> [EXERCISE PROMPT]
Give back exactly the lines of the entries below from the line with "Target: tree trunk" to the line with "x=469, y=402", inclusive, and only those.

(Records from a data collection)
------------------------------------
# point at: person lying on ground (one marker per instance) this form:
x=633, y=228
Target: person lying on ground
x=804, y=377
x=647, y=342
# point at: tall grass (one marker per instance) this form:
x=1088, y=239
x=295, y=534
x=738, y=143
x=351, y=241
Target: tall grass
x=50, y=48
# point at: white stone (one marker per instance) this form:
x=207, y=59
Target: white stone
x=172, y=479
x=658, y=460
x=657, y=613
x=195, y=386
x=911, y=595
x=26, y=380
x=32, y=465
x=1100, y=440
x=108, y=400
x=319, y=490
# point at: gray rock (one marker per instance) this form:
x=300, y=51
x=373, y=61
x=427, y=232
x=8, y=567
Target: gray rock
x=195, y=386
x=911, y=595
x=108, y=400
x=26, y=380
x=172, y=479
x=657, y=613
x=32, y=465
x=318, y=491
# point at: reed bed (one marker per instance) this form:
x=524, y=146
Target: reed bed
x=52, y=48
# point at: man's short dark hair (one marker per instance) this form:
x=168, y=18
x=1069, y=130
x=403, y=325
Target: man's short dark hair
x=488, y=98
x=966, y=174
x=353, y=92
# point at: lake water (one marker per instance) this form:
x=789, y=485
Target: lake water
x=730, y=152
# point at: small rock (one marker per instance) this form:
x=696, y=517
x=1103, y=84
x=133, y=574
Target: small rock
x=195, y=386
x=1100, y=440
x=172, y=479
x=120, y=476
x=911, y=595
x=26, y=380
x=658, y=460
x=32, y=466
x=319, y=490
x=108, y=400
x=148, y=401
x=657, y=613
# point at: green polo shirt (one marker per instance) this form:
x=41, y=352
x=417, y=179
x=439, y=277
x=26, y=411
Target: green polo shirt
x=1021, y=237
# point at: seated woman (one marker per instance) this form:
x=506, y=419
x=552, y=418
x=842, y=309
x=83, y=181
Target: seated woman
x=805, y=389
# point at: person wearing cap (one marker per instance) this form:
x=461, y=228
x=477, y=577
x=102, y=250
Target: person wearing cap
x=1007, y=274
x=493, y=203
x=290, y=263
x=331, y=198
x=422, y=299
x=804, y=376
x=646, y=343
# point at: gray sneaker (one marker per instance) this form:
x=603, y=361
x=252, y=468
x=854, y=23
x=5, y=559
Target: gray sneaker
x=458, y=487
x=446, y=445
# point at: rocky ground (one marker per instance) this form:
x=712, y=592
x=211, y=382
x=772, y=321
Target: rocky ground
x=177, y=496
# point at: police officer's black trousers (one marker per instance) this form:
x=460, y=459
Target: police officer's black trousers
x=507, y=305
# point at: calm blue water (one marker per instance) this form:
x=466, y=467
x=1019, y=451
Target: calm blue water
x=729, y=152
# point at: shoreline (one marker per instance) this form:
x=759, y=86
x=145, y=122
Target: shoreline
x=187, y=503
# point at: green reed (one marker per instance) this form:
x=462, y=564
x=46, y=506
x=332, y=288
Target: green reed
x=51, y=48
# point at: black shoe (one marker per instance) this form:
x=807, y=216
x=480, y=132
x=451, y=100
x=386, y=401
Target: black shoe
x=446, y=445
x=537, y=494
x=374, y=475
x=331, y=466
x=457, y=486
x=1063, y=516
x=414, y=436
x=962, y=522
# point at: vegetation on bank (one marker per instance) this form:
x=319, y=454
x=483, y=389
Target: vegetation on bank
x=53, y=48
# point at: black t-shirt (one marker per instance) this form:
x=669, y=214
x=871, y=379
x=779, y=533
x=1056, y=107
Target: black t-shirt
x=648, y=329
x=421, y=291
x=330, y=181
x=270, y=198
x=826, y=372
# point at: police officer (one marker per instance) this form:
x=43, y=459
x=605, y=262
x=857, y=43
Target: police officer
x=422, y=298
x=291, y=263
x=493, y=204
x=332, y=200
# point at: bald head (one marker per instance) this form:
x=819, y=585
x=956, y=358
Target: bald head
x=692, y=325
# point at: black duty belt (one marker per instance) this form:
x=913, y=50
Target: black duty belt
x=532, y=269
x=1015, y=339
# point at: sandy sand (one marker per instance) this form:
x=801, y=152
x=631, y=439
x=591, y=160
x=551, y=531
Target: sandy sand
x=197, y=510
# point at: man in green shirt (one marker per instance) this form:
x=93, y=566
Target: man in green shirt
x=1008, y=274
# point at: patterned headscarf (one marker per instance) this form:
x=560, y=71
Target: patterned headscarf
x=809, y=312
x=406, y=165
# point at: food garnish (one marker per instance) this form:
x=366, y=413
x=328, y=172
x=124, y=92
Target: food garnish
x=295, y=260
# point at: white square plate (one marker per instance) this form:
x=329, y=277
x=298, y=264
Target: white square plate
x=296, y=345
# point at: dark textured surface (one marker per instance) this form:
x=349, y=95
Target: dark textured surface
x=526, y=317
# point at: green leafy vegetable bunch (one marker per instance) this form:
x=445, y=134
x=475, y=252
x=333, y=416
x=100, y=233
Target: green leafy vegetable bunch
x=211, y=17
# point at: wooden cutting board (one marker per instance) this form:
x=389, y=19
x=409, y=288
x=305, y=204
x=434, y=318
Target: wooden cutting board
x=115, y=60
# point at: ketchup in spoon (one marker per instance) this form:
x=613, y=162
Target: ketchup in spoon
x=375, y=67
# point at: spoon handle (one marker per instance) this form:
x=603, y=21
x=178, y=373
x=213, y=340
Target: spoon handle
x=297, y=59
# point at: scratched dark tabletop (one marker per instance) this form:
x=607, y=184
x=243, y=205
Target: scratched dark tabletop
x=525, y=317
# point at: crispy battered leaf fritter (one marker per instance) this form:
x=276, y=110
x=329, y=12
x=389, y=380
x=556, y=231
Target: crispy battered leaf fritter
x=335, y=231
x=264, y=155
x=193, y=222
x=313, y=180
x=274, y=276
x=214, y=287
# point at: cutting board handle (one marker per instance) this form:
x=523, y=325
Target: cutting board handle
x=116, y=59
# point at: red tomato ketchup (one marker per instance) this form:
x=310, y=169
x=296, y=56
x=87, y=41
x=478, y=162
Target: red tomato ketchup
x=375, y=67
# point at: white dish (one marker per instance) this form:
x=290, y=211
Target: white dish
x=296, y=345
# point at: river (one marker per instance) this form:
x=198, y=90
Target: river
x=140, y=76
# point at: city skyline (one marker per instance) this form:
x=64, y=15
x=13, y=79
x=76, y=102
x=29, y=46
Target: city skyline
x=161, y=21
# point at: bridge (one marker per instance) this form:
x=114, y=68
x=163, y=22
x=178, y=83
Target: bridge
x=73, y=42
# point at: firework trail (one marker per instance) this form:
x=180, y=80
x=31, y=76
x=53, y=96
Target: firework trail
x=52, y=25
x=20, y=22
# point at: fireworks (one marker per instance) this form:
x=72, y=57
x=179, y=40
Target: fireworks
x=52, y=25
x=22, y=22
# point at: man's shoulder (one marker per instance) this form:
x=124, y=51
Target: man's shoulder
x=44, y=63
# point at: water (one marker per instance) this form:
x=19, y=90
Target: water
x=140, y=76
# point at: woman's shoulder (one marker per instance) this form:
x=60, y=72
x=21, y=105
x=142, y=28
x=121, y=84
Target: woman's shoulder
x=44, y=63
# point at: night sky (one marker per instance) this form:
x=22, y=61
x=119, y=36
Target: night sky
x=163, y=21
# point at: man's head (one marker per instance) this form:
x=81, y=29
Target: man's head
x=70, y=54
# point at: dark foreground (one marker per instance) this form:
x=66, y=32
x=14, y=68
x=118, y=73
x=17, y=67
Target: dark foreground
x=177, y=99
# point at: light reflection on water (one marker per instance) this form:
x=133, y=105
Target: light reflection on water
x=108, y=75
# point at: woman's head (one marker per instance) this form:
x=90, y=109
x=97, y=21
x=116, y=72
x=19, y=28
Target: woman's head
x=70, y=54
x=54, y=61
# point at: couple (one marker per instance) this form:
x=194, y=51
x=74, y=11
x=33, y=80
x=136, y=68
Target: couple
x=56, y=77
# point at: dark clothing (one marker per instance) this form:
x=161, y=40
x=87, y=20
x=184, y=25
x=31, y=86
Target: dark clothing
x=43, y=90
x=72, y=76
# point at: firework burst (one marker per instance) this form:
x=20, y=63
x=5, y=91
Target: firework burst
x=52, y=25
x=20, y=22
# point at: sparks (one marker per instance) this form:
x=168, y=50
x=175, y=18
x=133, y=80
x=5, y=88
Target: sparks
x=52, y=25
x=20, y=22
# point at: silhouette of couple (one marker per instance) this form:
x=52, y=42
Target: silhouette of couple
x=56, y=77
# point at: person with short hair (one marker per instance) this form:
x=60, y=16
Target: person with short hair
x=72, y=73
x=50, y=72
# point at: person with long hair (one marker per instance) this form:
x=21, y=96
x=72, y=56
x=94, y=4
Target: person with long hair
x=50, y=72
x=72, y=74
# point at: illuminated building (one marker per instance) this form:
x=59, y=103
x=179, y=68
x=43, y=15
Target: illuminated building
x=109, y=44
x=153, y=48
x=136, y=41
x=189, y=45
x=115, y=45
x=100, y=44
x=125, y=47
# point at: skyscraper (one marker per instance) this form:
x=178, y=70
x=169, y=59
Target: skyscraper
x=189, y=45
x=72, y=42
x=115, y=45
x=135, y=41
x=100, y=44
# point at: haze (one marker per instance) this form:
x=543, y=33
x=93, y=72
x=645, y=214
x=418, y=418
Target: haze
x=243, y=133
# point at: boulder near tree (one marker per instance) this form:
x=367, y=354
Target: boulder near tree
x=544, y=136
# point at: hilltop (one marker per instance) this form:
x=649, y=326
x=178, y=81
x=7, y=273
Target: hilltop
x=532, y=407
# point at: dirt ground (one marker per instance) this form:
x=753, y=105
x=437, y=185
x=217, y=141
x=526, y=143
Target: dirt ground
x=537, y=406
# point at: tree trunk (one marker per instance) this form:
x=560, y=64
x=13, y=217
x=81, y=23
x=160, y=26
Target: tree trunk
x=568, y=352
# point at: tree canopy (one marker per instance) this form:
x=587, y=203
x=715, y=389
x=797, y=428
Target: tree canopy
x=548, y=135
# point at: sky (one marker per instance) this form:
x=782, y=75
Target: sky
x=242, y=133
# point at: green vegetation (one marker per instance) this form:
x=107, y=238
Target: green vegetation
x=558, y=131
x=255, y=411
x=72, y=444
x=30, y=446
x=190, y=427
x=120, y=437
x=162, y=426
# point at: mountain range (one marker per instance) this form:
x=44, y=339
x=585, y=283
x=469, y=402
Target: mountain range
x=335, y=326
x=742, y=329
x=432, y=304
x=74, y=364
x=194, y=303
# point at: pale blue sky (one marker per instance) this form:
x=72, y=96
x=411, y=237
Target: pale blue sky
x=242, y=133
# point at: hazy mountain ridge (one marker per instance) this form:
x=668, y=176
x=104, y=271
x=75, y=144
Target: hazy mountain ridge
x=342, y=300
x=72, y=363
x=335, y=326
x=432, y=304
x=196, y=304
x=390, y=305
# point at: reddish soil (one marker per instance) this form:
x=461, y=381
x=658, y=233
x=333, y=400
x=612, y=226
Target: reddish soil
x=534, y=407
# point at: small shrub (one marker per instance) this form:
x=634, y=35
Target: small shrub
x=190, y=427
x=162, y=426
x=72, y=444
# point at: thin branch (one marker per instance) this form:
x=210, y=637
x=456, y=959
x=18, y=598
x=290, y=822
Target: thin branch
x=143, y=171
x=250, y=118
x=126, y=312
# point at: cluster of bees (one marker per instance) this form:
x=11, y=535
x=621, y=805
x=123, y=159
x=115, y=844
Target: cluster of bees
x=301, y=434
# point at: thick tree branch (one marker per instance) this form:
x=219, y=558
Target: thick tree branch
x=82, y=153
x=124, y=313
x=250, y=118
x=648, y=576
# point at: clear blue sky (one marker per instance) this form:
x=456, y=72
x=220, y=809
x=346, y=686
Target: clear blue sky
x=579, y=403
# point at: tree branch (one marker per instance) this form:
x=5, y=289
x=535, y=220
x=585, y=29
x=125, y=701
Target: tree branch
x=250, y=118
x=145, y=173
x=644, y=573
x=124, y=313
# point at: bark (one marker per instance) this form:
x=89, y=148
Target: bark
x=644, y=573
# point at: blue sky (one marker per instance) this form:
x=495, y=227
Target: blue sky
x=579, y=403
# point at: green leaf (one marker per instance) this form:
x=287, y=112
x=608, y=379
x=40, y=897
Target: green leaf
------------------------------------
> [WRITTEN ANSWER]
Target: tree trunk
x=568, y=352
# point at: tree canopy (one marker per instance) this form:
x=587, y=203
x=715, y=389
x=797, y=428
Target: tree canopy
x=548, y=135
# point at: sky (one marker per instance) this form:
x=782, y=75
Target: sky
x=242, y=133
# point at: green vegetation (one marker per instance) this form:
x=107, y=238
Target: green vegetation
x=558, y=131
x=255, y=411
x=72, y=444
x=30, y=446
x=190, y=427
x=120, y=437
x=162, y=426
# point at: mountain range (one marker per instance) this form:
x=44, y=339
x=585, y=283
x=469, y=402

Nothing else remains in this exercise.